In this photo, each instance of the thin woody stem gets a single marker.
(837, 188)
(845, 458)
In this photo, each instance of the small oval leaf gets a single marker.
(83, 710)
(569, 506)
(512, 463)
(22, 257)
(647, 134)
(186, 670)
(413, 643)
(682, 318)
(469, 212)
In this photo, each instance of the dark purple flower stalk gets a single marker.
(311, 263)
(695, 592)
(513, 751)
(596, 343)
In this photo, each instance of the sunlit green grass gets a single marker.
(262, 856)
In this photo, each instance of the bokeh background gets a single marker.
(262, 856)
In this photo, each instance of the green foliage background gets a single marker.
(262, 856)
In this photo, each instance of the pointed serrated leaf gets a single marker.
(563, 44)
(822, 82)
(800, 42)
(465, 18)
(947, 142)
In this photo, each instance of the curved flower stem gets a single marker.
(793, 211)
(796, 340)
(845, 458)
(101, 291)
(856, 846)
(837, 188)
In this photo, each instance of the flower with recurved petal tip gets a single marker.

==

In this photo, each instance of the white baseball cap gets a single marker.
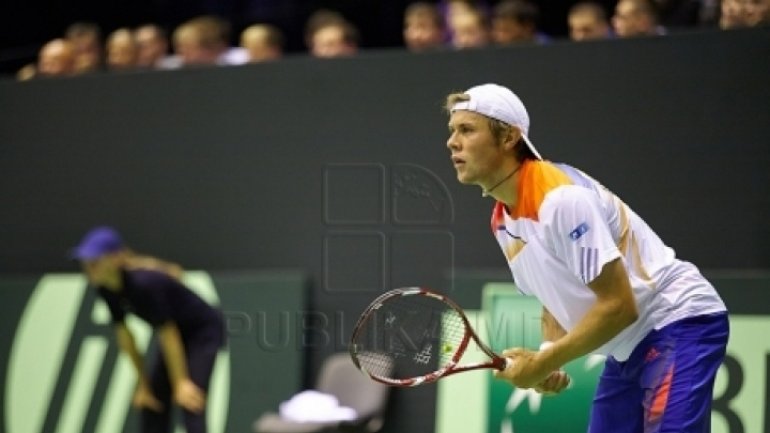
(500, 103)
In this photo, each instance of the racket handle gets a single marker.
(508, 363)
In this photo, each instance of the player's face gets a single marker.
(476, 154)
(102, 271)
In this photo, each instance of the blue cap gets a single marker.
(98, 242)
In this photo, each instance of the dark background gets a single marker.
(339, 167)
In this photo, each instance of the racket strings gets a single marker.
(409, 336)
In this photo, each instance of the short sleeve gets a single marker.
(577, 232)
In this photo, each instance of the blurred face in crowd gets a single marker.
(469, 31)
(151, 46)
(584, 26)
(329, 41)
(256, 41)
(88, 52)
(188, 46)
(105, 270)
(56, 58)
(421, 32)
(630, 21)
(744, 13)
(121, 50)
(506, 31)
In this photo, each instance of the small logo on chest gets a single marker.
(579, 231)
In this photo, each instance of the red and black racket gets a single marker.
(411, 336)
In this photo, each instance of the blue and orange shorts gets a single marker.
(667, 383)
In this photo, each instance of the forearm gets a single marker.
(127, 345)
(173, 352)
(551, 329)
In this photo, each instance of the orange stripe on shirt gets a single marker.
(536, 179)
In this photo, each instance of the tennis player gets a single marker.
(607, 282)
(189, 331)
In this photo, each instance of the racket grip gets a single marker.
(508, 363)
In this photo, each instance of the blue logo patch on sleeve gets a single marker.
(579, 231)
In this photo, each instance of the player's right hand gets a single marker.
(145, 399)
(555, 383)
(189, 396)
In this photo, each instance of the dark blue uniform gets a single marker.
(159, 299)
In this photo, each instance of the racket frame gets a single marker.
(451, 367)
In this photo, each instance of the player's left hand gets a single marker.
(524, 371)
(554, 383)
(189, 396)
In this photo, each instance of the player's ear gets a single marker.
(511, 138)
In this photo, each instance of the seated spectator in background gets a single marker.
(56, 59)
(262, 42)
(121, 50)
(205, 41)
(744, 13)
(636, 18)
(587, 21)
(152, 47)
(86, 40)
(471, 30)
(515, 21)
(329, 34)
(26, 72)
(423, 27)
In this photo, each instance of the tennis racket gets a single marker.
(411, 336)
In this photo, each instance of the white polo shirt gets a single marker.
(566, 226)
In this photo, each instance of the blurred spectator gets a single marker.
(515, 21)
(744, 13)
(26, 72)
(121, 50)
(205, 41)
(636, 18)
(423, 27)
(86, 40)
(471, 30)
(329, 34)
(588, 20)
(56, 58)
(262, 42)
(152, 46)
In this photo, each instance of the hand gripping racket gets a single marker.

• **Exercise**
Reproduce the lines verbatim, beginning with the line that contains "In this photo, each instance of the bokeh" and ending with the line that contains "In this photo, each instance of the flower", with both of those lines included.

• **Written response**
In this photo, each instance of the bokeh background gets a single marker.
(262, 856)
In this photo, each instance of the green foliage background gets a single marker.
(262, 856)
In this photo, each instance of the pointed serrated leaf gets a single marker.
(563, 44)
(822, 82)
(800, 42)
(465, 18)
(947, 142)
In this photo, each instance of the curved flower stem gets a single marker.
(793, 211)
(796, 340)
(845, 458)
(101, 291)
(856, 846)
(837, 188)
In this photo, each instance of the flower with recurved petal tip gets a single marker.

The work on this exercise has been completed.